- Prompt
In the email thread on high-level Cmm code and stack allocation, what is the only change to stack areas that Simon Marlow reports?

RE: High-level Cmm code and stack allocation

13 Jan 2014

      Thanks.  Reading what you write below, I can see two possible motivations.

1.  Reduce stack sizes.  
2.  Eliminate memory moves

For (1) do we have any data to show that the non-overlap of areas was giving rise to unacceptably big stacks?

For (2) that is indeed clever, but it's pretty serendipitous: it relies on the overlap being just so, so that coincidentally y gets stored in the same place as it was loaded from.  I imagine that you don't plan the stack layout to cause that to happen; it's just a coincidence.  Do we have any data to show that the coincidence happens with any frequency?

Also, as you note, we lose the opportunity for certain sorts of code motion, perhaps increasing register pressure a lot.  So there is a downside too.

You seldom do things without a very good reason, so I feel I must be missing something.

Simon

| -----Original Message-----
| From: Simon Marlow [mailto:marlowsd@gmail.com]
| Sent: 10 January 2014 17:00
| To: Simon Peyton Jones; Herbert Valerio Riedel
| Cc: ghc-devs@haskell.org
| Subject: Re: High-level Cmm code and stack allocation
| 
| So stack areas are still a great abstraction, the only change is that
| they now overlap.  It's not just about stack getting too big, I've
| copied the notes I made about it below (which I will paste into the code
| in due course).  The nice property that we can generate well-defined Cmm
| without knowing explicit stack offsets is intact.
| 
| What is different is that there used to be an intermediate state where
| live variables were saved to abstract stack areas across calls, but Sp
| was still not manifest.  This intermediate state doesn't exist any more,
| the stack layout algorithm does it all in one pass.  To me this was far
| simpler, and I think it ended up being fewer lines of code than the old
| multi-phase stack layout algorithm (it's also much faster).
| 
| Of course you can always change this.  My goal was to get code that was
| at least as good as the old code generator and in a reasonable amount of
| time, and this was the shortest path I could find to that goal.

- Records supplied
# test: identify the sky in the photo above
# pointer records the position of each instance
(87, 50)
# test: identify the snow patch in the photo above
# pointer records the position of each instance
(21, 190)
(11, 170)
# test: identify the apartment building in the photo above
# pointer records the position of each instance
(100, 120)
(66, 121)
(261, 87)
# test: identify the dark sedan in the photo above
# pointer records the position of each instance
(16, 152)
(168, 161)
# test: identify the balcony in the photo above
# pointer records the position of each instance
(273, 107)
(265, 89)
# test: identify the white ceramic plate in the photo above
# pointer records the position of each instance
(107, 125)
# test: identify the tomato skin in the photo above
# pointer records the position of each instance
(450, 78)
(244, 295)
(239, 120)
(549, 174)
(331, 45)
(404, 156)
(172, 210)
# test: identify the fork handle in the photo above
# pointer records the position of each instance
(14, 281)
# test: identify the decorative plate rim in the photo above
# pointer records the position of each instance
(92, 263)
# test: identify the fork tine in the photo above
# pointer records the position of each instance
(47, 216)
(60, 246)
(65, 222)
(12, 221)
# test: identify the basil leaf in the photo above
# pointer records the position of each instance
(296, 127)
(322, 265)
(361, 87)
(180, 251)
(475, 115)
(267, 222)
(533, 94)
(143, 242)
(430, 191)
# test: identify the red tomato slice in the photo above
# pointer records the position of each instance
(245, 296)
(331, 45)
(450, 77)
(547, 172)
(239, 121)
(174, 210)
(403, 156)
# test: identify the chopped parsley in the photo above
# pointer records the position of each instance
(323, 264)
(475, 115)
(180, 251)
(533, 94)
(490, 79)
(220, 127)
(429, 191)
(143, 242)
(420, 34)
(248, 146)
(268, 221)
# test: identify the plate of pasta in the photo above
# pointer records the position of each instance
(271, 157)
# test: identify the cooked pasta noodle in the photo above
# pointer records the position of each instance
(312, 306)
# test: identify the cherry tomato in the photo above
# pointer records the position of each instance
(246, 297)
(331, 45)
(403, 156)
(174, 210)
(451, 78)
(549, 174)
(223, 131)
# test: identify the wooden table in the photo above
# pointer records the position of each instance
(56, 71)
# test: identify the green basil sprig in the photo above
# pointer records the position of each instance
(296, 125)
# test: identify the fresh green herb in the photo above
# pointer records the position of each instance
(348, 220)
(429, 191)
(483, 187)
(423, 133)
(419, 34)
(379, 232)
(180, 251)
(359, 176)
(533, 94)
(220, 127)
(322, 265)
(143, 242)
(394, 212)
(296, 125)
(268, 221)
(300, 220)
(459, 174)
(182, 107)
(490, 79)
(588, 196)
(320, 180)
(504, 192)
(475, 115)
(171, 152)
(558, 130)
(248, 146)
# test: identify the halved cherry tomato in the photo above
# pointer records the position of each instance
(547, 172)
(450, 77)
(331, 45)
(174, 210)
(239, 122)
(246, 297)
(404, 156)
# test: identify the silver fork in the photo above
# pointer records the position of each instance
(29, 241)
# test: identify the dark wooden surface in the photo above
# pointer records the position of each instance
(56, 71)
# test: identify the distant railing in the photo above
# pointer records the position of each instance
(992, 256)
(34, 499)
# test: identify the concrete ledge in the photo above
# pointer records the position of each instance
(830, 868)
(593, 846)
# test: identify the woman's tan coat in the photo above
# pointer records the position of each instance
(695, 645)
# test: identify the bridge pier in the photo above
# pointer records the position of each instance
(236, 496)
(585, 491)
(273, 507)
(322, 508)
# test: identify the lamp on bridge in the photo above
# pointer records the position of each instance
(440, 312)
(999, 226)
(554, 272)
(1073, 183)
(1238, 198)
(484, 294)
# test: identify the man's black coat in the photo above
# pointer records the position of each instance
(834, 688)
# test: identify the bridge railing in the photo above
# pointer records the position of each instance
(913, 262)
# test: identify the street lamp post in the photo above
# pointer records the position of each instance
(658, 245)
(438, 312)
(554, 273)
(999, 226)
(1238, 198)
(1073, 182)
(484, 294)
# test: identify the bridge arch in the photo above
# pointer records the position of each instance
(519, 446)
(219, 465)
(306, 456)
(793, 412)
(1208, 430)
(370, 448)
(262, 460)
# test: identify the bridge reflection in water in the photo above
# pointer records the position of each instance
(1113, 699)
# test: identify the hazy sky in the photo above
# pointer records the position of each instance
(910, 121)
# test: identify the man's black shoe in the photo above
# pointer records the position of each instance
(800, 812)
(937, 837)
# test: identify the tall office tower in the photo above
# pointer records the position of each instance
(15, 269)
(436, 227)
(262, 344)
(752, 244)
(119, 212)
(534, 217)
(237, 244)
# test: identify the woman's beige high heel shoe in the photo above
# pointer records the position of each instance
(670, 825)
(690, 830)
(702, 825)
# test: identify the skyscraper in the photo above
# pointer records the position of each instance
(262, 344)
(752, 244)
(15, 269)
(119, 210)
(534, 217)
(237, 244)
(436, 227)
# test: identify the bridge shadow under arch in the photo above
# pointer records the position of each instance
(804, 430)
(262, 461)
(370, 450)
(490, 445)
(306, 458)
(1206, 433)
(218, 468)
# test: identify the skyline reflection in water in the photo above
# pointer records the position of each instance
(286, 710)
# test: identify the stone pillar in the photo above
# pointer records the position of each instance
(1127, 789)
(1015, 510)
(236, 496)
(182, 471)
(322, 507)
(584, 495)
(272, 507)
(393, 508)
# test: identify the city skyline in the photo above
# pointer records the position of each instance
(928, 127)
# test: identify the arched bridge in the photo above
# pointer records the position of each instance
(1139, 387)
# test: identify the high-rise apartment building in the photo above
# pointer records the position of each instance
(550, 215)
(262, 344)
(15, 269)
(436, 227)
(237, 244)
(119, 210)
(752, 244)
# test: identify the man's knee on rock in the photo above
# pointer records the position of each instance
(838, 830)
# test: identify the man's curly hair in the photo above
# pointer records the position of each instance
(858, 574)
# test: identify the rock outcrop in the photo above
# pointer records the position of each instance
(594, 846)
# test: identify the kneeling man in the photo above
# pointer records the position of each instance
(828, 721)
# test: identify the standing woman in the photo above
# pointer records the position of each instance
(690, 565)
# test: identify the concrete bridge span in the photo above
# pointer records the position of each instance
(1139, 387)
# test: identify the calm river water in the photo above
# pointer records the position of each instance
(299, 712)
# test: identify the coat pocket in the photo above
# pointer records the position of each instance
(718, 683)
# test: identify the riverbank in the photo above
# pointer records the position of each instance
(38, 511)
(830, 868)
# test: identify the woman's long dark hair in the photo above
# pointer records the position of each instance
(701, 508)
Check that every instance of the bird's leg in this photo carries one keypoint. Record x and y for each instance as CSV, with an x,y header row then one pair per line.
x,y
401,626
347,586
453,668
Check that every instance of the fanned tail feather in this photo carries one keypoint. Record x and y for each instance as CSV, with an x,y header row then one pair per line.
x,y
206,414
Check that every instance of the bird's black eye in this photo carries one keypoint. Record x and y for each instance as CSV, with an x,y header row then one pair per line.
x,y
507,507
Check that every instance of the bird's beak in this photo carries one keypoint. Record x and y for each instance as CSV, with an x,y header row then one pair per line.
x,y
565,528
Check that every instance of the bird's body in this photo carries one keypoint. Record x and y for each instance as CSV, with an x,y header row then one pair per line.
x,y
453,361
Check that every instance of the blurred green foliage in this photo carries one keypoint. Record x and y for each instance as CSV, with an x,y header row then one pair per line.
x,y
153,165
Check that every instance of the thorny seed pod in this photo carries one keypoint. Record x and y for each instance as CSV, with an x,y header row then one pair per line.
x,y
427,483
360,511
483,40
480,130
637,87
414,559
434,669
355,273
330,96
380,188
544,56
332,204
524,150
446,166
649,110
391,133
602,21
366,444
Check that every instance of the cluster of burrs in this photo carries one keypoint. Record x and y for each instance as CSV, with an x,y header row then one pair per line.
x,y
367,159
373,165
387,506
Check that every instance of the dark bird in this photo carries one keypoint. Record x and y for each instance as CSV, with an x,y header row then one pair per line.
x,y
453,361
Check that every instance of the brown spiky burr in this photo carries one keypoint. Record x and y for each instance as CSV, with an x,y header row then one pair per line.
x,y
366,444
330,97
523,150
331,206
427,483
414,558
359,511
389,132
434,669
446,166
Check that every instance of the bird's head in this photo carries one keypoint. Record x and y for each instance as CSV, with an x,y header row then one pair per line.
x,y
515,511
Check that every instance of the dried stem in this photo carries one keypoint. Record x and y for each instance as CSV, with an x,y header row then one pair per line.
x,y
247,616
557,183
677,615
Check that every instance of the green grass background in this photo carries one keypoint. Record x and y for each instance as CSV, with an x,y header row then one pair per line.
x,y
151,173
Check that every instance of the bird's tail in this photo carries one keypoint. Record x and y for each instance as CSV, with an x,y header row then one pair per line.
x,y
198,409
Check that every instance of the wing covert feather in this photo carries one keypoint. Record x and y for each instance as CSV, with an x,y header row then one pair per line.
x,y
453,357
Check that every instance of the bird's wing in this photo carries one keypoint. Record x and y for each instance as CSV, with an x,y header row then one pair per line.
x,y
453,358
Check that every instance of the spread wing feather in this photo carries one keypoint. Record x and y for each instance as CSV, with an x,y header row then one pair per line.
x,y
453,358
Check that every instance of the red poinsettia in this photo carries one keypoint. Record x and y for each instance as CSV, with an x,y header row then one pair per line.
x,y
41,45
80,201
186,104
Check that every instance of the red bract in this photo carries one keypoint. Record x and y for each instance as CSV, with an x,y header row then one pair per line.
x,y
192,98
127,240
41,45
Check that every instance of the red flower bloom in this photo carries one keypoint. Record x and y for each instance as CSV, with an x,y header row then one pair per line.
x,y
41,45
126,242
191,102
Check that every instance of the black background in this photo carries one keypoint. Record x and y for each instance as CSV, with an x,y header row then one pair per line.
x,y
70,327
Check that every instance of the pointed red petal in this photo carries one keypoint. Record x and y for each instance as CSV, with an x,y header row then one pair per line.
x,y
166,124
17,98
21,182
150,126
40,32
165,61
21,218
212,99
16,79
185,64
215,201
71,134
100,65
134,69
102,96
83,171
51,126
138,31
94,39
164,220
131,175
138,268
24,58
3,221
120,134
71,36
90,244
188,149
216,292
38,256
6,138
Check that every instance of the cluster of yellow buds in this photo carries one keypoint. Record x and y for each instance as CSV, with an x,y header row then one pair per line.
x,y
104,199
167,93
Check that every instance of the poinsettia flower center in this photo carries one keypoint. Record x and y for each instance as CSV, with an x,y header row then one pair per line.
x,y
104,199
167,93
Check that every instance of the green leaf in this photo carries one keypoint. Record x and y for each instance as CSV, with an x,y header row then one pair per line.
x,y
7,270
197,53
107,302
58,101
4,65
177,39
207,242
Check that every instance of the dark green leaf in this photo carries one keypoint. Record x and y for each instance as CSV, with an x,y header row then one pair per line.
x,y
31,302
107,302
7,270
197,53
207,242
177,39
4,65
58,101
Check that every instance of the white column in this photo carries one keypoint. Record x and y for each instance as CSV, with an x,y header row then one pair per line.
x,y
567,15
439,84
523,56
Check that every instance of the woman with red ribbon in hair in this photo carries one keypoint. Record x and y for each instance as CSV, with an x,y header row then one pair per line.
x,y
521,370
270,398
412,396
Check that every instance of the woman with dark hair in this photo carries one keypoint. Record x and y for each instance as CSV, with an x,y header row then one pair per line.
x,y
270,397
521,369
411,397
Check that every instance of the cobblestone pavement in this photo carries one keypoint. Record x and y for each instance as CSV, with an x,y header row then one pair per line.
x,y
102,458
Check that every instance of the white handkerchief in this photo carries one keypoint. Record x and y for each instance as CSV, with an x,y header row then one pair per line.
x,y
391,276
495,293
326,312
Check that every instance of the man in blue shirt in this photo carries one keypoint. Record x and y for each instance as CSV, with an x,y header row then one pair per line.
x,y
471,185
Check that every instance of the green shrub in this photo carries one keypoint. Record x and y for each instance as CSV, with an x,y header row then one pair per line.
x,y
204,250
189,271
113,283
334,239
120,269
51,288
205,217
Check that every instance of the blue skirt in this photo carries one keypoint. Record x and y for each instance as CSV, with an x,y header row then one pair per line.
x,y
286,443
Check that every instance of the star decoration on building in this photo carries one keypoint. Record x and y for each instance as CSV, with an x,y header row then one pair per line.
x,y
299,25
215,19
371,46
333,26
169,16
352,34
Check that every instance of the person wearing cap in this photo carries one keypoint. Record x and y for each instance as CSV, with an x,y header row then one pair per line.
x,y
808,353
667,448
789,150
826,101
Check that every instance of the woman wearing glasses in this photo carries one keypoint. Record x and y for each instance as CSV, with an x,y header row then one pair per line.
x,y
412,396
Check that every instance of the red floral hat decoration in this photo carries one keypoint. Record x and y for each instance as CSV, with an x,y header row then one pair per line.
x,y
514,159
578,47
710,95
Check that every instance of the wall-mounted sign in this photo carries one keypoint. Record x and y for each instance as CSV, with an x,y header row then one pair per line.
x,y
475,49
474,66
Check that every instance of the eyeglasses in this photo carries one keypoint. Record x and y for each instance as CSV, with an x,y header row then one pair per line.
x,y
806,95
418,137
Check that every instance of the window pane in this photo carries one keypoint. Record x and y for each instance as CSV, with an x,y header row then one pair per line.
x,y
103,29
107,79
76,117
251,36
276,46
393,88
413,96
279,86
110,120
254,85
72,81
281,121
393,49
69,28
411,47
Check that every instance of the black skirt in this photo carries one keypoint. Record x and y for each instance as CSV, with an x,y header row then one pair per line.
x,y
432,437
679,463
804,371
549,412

- Output for this exercise
Stack areas now overlap.